◆ **Stored data**
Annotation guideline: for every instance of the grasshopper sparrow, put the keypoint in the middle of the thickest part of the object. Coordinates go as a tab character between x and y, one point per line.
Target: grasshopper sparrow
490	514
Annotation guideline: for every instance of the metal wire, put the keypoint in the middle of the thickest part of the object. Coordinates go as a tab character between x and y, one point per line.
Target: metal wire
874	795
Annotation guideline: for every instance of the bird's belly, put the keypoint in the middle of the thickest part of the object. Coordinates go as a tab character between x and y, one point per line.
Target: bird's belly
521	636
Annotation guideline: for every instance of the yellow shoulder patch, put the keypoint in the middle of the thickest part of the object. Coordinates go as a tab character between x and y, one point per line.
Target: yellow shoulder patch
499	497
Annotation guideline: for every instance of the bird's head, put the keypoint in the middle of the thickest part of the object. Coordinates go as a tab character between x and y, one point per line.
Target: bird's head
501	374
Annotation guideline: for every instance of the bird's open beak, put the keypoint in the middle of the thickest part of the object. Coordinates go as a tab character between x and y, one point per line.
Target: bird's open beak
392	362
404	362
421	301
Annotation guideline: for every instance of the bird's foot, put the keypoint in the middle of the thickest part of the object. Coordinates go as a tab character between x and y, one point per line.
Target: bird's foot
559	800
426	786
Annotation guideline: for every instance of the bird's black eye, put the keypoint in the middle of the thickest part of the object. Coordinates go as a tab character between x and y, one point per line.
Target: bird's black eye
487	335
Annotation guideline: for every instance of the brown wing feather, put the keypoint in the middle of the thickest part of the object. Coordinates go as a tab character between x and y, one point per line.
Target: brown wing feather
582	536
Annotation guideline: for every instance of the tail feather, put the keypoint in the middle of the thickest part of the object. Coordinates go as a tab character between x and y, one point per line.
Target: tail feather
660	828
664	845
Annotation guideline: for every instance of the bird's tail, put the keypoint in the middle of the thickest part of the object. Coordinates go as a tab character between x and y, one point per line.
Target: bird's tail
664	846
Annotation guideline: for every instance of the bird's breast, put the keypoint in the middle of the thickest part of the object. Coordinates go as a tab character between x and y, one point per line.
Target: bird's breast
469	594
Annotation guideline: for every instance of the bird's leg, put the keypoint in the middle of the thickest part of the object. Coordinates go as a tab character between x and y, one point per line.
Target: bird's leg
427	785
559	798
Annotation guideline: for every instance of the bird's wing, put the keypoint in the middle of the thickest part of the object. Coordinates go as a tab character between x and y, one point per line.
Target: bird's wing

◆ **What the task asks**
Using the data above, output each line exactly.

◆ **The result**
Annotation guideline: for every instance of the grasshopper sparrow, put the keypoint in the middle of the thickest part of the object. Coordinates go as a tab character between x and y, one point per line.
Target: grasshopper sparrow
490	514
Annotation guideline: for every instance of the metal wire, put the keypoint in the middle of the thickest part of the object. Coordinates go as a tab character between x and y, one point per line.
Target: metal wire
874	795
Annotation guideline: for every instance of the bird's belly, put the keypoint in the middle of the thickest part of the object. Coordinates go as a tab character between x and y, one point per line.
Target: bird's belly
521	636
Annotation guideline: for every instance of the yellow shoulder patch, put the keypoint in the middle of the thickest part of the object. Coordinates go as a tab character between x and y, one point per line.
Target: yellow shoulder patch
499	497
Annotation guideline: for every instance of the bird's head, put the keypoint in the middle of the thickest part of the object. Coordinates go as a tab character between x and y, one point per line.
Target: bird's head
501	374
Annotation guideline: for every instance of the bird's open beak, put the keypoint in the middle of the thickest part of the object. Coordinates go as a tab character between x and y, one point per line.
Target: bird's open beak
392	362
404	362
421	301
Annotation guideline: for every instance of the bird's foot, put the keypoint in the middle of the thickest part of the object. Coordinates go as a tab character between x and y, one point per line.
Target: bird's foot
559	800
426	786
Annotation guideline: for every instance of the bird's black eye, put the keypoint in the middle of the thickest part of the object. Coordinates go as a tab character between x and y, one point per line.
Target: bird's black eye
487	335
Annotation guideline: for every instance of the brown wing feather, put the keypoint in the middle of the thickest part of the object. Coordinates go as a tab character between x and y, one point per line.
Target: brown wing feather
582	536
Annotation guideline: for every instance of the tail feather, put the keypoint in the middle of the thickest part of the object. Coordinates go as a tab character between x and y, one point per line.
Target: tail feather
660	828
664	845
Annotation guideline: for every instance of the bird's tail, put the keypoint in the middle of the thickest part of the object. Coordinates go as a tab character between x and y, one point per line.
Target: bird's tail
664	846
Annotation guideline: for every instance of the bird's breast, put the keypoint in the middle of the thickest part of the object. Coordinates go as a tab character between x and y, one point per line.
Target: bird's breast
469	594
Annotation guideline: for every instance of the bird's leg, put the keypoint in the middle of the thickest part of the object. Coordinates go as a tab character between x and y, one point per line.
Target: bird's leg
427	785
559	798
Annotation guideline: for every instance of the bird's wing, put the keypoint in the middle of the thickest part of the object. Coordinates go as a tab character between x and y, one point per line.
Target: bird's wing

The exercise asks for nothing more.